***** Listed entries
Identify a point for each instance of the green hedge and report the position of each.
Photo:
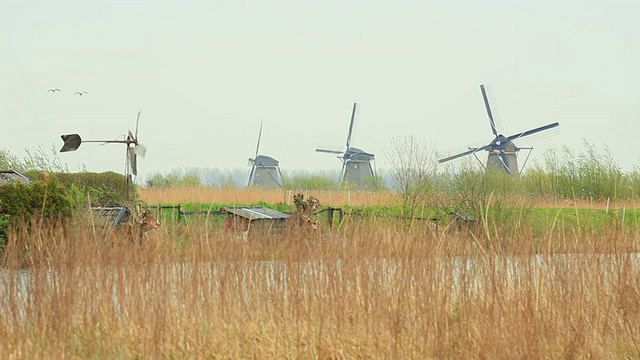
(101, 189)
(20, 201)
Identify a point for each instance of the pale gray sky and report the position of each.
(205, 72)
**********
***** Listed entries
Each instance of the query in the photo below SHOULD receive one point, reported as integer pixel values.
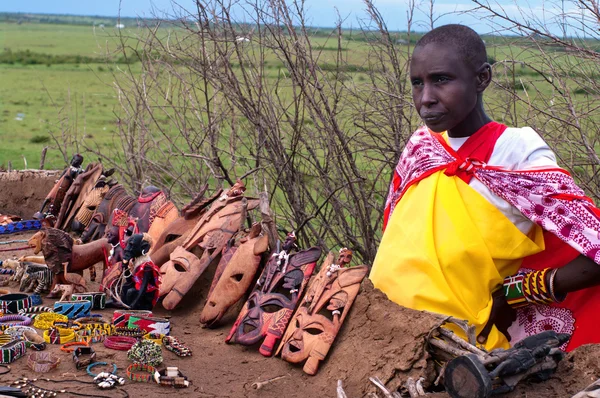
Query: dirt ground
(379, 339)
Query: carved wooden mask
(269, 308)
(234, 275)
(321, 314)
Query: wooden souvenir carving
**********
***** Listed entries
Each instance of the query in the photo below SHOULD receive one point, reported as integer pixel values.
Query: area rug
**********
:: Problem ::
All lines above from the one holding "Query: carved wooden mask" to the one holding "Query: wooden souvenir carving", inclusive, are to be copied exactly; no other line is wanted.

:: Task output ::
Query: carved wooden mask
(269, 308)
(234, 275)
(321, 314)
Query: wooden souvenir carving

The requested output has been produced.